Each record below should appear again exactly as written.

+---+

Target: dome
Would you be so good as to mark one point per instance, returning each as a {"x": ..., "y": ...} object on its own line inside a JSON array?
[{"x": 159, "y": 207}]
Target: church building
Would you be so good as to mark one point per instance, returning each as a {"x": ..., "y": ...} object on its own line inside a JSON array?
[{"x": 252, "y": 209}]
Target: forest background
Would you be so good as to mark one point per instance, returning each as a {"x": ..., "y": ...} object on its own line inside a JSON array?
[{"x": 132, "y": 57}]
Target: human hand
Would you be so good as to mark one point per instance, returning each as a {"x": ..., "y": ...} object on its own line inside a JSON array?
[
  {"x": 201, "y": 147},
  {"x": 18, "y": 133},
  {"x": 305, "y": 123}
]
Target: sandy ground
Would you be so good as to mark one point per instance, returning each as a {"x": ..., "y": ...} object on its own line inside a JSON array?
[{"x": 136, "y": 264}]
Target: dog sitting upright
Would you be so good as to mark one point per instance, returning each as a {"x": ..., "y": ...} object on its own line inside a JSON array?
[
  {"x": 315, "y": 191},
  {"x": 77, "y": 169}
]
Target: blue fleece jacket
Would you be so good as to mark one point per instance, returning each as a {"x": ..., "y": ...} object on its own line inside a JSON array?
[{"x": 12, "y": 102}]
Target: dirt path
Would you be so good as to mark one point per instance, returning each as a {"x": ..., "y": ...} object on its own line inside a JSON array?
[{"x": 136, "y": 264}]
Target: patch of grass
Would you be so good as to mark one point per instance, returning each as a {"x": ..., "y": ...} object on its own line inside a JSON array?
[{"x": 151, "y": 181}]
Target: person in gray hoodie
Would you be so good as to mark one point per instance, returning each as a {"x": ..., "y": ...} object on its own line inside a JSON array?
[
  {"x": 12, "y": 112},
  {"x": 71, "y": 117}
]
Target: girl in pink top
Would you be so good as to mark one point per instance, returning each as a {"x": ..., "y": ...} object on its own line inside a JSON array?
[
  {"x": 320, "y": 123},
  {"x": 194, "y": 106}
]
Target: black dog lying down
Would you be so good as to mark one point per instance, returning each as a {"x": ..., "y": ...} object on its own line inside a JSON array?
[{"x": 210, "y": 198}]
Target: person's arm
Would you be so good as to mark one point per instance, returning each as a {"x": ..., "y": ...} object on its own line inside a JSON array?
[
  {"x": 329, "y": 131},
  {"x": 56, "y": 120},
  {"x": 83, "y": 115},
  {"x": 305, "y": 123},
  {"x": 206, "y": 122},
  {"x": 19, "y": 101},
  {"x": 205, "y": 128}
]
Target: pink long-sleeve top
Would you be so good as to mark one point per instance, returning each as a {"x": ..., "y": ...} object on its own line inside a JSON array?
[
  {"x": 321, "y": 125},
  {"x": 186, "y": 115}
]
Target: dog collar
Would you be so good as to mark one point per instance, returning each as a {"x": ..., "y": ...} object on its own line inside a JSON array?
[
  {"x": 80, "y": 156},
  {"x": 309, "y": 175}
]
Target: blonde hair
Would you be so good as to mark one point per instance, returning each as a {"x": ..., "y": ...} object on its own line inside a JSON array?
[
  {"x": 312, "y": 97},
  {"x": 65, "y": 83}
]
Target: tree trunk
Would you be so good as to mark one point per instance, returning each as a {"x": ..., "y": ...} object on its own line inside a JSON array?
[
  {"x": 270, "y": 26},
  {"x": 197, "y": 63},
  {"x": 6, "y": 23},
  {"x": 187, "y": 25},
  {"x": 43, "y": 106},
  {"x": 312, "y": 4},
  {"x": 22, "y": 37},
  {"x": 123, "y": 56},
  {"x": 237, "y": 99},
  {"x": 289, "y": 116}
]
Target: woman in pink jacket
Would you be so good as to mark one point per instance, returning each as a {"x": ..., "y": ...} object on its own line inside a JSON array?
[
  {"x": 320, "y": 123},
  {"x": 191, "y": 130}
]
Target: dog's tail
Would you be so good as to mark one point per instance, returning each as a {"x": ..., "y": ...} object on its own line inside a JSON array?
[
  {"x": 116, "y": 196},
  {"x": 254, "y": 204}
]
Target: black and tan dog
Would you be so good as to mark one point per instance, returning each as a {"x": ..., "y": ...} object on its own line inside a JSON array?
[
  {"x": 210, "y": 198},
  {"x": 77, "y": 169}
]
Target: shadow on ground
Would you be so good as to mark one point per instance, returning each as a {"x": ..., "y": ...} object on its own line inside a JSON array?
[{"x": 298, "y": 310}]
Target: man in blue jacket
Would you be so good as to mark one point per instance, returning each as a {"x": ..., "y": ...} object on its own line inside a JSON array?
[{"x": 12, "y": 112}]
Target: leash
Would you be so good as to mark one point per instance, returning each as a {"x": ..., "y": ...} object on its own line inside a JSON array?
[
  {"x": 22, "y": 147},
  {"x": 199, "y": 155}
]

+---+

**Answer for this exercise**
Target: dome
Would you be so good as to mark one point per instance, returning each as a {"x": ..., "y": ...} object on its own line inside a JSON array?
[{"x": 159, "y": 207}]
Target: church building
Would you be so good as to mark one point per instance, returning each as a {"x": ..., "y": ...} object on its own line inside a JSON array?
[{"x": 252, "y": 209}]
Target: forest background
Would you be so good as to mark one point per instance, returning each as a {"x": ..., "y": ...} object on its own line inside a JSON array?
[{"x": 132, "y": 57}]
Target: human hand
Would you be so good as to mark one point per instance, returning each as a {"x": ..., "y": ...} object on its own line inside a JSON array?
[
  {"x": 201, "y": 147},
  {"x": 18, "y": 133},
  {"x": 305, "y": 123}
]
Target: sandy ground
Would you be so good as to mark one point per instance, returning each as a {"x": ..., "y": ...} object on its own line inside a JSON array?
[{"x": 136, "y": 264}]
Target: dog sitting upright
Would you be so good as to mark one point per instance, returning each as a {"x": ..., "y": ...} object on its own line inside a JSON array?
[
  {"x": 315, "y": 191},
  {"x": 77, "y": 169}
]
Target: blue fleece jacket
Would you be so good as to mark one point per instance, returning each as a {"x": ..., "y": ...} object on its own line inside a JSON array?
[{"x": 12, "y": 102}]
Target: dirt path
Would you be so good as to mark one point per instance, returning each as a {"x": ..., "y": ...} object on its own line inside a JSON array?
[{"x": 136, "y": 264}]
Target: patch of grass
Would you be so good as to mark one point per instance, returning each as a {"x": ..., "y": ...} object on its own line inside a JSON array?
[{"x": 151, "y": 181}]
Target: person in gray hoodie
Would you be so good as to mark one point per instance, returning each as a {"x": ..., "y": ...} object on its own line inside a JSON array?
[
  {"x": 12, "y": 112},
  {"x": 71, "y": 117}
]
Target: girl in pink top
Would you be so good as to mark one point per instance, returning each as a {"x": ..., "y": ...} object on its own line inside a JSON array?
[
  {"x": 320, "y": 123},
  {"x": 194, "y": 106}
]
Target: black dog lying down
Would you be so good as to mark one point per instance, returning each as a {"x": ..., "y": ...} object on its own line inside a JSON array?
[{"x": 210, "y": 198}]
Target: person's arm
Would you be so good as to mark one point per instance, returning each as a {"x": ..., "y": ...} object on its own line inside a JSON array?
[
  {"x": 329, "y": 131},
  {"x": 56, "y": 120},
  {"x": 83, "y": 115},
  {"x": 305, "y": 123},
  {"x": 206, "y": 122},
  {"x": 19, "y": 101},
  {"x": 205, "y": 128}
]
Target: pink long-sleeve top
Would you be so good as to mark one point per instance, returning each as a {"x": ..., "y": ...} object on its own line inside a JSON array?
[
  {"x": 321, "y": 125},
  {"x": 186, "y": 115}
]
Target: dog collar
Would you be so good as to mark one point per instance, returning each as a {"x": ..., "y": ...} object on its own line inside a JSON array?
[
  {"x": 80, "y": 156},
  {"x": 309, "y": 175}
]
Target: blonde hair
Would you be so good as to mark one point per instance, returning each as a {"x": ..., "y": ...} object on its own line inside a JSON array?
[
  {"x": 312, "y": 97},
  {"x": 65, "y": 83}
]
Target: tree trunk
Would you be so good as to mark one point per instance, returning each as a {"x": ..., "y": ...} object on its own line inside a JSON array?
[
  {"x": 270, "y": 26},
  {"x": 197, "y": 63},
  {"x": 6, "y": 23},
  {"x": 187, "y": 25},
  {"x": 43, "y": 106},
  {"x": 312, "y": 4},
  {"x": 22, "y": 37},
  {"x": 123, "y": 56},
  {"x": 237, "y": 99},
  {"x": 289, "y": 116}
]
Target: woman in pink jacket
Would you be so good as to mark one point per instance, returning each as a {"x": ..., "y": ...} object on its own line inside a JSON array?
[
  {"x": 320, "y": 123},
  {"x": 191, "y": 130}
]
Target: dog's tail
Would you be so good as to mark one point per instance, returning each as a {"x": ..., "y": ...} object on its own line inside a JSON array?
[
  {"x": 116, "y": 196},
  {"x": 254, "y": 204}
]
Target: black and tan dog
Would you be so good as to mark one point per instance, returning each as a {"x": ..., "y": ...} object on its own line inside a JSON array?
[
  {"x": 210, "y": 198},
  {"x": 77, "y": 169}
]
Target: shadow on ground
Would you be so good as to mark one point per instance, returning each as a {"x": ..., "y": ...} object on its own line inside a JSON array?
[{"x": 298, "y": 310}]
Target: man in blue jacket
Would you be so good as to mark one point per instance, returning each as a {"x": ..., "y": ...} object on its own line inside a JSON array?
[{"x": 12, "y": 112}]
Target: leash
Would you be so good as to mark one point per instance, returning each as a {"x": ..., "y": ...} object on its own line inside a JSON array?
[
  {"x": 22, "y": 147},
  {"x": 199, "y": 155}
]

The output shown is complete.